Go through the records and copy each line where the word "Every" occurs.
== Segment start ==
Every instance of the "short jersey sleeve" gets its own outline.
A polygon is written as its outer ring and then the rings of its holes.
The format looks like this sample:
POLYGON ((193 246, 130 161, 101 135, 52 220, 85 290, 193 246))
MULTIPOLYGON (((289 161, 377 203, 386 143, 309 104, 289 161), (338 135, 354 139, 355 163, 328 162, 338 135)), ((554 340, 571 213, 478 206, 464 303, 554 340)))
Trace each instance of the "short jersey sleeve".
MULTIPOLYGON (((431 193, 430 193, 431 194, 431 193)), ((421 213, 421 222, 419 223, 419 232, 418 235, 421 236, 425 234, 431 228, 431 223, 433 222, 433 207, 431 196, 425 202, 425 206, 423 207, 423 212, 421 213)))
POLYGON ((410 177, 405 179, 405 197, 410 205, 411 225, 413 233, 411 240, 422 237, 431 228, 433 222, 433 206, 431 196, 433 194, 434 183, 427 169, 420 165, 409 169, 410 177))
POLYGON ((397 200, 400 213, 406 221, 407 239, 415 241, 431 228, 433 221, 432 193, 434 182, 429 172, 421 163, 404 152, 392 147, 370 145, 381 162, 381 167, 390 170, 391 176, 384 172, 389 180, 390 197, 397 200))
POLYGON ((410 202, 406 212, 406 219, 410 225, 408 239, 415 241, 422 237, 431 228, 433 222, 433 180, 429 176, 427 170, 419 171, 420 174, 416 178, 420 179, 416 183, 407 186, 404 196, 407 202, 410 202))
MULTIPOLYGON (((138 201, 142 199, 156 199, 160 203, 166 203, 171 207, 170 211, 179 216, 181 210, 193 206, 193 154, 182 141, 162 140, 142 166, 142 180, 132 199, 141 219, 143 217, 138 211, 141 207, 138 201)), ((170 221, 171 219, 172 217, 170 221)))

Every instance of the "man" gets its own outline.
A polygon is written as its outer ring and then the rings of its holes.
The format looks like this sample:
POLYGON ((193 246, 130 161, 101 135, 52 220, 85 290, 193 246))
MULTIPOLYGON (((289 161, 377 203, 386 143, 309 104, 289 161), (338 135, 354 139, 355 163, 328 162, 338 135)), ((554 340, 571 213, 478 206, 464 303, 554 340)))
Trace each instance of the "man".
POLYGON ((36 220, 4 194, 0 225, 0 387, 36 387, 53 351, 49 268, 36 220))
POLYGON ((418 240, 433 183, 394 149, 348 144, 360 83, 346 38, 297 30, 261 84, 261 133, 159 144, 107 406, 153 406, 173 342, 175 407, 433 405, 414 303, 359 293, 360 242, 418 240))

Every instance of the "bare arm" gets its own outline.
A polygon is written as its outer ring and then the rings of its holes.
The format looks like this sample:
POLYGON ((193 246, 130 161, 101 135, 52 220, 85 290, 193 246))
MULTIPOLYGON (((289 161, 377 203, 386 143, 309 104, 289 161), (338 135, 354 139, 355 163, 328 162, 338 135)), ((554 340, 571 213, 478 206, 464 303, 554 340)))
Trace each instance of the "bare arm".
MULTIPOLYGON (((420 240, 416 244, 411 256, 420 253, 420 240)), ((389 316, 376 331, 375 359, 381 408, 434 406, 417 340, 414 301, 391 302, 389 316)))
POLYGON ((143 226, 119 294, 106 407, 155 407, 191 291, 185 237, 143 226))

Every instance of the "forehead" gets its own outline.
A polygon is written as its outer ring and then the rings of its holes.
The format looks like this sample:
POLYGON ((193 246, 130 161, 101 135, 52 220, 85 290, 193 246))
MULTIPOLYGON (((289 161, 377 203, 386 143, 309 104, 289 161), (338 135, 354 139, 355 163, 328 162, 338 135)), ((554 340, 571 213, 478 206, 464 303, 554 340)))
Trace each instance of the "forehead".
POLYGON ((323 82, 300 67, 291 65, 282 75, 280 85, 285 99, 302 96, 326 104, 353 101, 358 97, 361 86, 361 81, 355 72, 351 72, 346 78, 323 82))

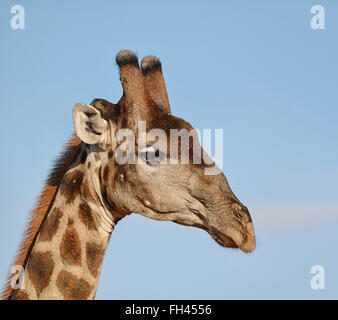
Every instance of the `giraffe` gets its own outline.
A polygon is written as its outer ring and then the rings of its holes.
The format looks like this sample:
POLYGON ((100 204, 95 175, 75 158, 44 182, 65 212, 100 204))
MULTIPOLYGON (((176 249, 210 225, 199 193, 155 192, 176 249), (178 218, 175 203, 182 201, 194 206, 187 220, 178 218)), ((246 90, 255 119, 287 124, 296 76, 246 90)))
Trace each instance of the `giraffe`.
MULTIPOLYGON (((223 247, 255 249, 250 213, 224 173, 204 173, 214 163, 194 164, 190 157, 188 163, 161 164, 150 161, 157 151, 140 144, 140 161, 117 161, 125 143, 117 138, 120 129, 138 135, 139 121, 147 132, 193 128, 171 114, 157 57, 143 58, 140 67, 132 51, 122 50, 116 63, 123 95, 117 104, 75 104, 75 135, 46 182, 14 262, 23 267, 24 287, 13 289, 9 279, 3 299, 94 299, 112 231, 132 212, 201 228, 223 247)), ((190 140, 188 147, 192 155, 190 140)), ((167 152, 162 157, 170 157, 167 152)))

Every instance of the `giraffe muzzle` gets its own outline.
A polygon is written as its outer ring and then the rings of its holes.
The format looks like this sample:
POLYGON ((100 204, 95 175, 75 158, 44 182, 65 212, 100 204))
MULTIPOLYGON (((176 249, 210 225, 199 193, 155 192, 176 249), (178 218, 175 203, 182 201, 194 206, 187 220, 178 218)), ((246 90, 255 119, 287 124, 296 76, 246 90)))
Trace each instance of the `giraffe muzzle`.
POLYGON ((209 233, 222 247, 240 249, 249 253, 256 248, 256 237, 252 222, 247 222, 244 229, 246 230, 244 234, 234 228, 227 228, 224 232, 213 229, 209 233))

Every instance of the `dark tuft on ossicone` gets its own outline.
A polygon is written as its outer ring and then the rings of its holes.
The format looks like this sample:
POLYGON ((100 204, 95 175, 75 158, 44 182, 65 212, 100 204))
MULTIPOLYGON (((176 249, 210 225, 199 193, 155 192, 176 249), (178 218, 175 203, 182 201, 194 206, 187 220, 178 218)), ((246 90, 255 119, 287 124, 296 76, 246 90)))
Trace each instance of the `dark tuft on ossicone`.
POLYGON ((160 71, 162 72, 162 65, 159 58, 155 56, 146 56, 141 61, 141 68, 142 73, 144 75, 147 75, 150 72, 153 71, 160 71))
POLYGON ((116 56, 116 63, 120 68, 126 65, 132 65, 139 68, 137 56, 130 50, 120 51, 116 56))

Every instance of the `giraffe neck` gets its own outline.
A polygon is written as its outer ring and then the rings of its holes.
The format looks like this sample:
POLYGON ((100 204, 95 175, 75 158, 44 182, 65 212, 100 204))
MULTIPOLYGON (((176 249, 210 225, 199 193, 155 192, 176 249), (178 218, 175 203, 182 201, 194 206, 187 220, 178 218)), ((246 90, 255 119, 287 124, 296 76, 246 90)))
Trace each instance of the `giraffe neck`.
== Segment end ==
- EXERCISE SOLUTION -
Every instance of the "short jersey sleeve" gets its own outline.
Every instance of the "man" gets its own outline.
Every instance of the "bare arm" gets its own outline.
Every instance of the "forehead" gets its own outline.
Every instance of the `giraffe` gets its own outline.
Every instance of the `giraffe muzzle` gets its own outline.
Every instance of the `dark tuft on ossicone` gets its own outline.
Every instance of the `giraffe neck` gets its own outline.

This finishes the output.